* _Pointing entries for named objects_
-*-
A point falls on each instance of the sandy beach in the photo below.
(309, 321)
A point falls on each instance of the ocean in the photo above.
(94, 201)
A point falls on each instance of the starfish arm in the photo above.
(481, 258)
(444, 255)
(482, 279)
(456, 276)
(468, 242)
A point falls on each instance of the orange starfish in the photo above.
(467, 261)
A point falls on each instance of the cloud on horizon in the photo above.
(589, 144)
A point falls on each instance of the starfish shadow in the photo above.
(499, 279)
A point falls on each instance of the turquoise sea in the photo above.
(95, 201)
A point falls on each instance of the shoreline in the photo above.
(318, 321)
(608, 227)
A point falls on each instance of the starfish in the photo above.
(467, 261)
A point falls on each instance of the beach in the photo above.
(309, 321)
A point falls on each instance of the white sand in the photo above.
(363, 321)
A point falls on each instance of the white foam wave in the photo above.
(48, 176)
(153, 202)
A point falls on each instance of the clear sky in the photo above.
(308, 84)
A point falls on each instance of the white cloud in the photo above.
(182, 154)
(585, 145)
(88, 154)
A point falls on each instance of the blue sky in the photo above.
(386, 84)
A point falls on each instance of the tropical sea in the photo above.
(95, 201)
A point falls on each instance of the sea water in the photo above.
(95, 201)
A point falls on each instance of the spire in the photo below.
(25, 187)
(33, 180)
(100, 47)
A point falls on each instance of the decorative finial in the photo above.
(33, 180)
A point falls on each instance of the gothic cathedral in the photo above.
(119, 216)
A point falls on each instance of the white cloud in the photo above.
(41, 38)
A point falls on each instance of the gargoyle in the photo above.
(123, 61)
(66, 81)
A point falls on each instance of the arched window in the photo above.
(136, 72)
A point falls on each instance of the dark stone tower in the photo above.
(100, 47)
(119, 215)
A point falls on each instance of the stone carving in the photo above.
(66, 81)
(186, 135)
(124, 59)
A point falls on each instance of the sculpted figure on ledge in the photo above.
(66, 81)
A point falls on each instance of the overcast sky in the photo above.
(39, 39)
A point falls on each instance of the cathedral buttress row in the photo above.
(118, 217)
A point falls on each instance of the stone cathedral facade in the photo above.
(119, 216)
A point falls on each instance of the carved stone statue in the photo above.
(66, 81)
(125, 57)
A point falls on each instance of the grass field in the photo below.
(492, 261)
-*-
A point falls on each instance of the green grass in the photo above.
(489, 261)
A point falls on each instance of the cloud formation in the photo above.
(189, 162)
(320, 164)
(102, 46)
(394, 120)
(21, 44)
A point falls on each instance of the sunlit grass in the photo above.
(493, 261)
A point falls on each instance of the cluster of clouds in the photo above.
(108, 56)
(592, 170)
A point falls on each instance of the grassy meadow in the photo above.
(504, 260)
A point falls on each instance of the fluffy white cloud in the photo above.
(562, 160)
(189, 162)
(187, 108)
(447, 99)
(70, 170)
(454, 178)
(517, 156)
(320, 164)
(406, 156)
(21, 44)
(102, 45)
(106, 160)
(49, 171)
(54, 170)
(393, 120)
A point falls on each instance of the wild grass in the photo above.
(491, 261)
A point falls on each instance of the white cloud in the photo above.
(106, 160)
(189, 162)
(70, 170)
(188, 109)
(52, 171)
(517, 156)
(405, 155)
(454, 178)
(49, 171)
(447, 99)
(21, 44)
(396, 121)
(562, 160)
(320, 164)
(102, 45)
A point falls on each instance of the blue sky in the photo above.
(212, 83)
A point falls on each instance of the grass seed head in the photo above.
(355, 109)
-*-
Which lines in the listing above contain the word "cathedral"? Return each of those lines in full.

* _Answer_
A point falls on each instance of the gothic cathedral in the photo above.
A point falls on each instance of the cathedral buttress row in the photo above.
A point falls on each instance of the stone cathedral facade in the photo above.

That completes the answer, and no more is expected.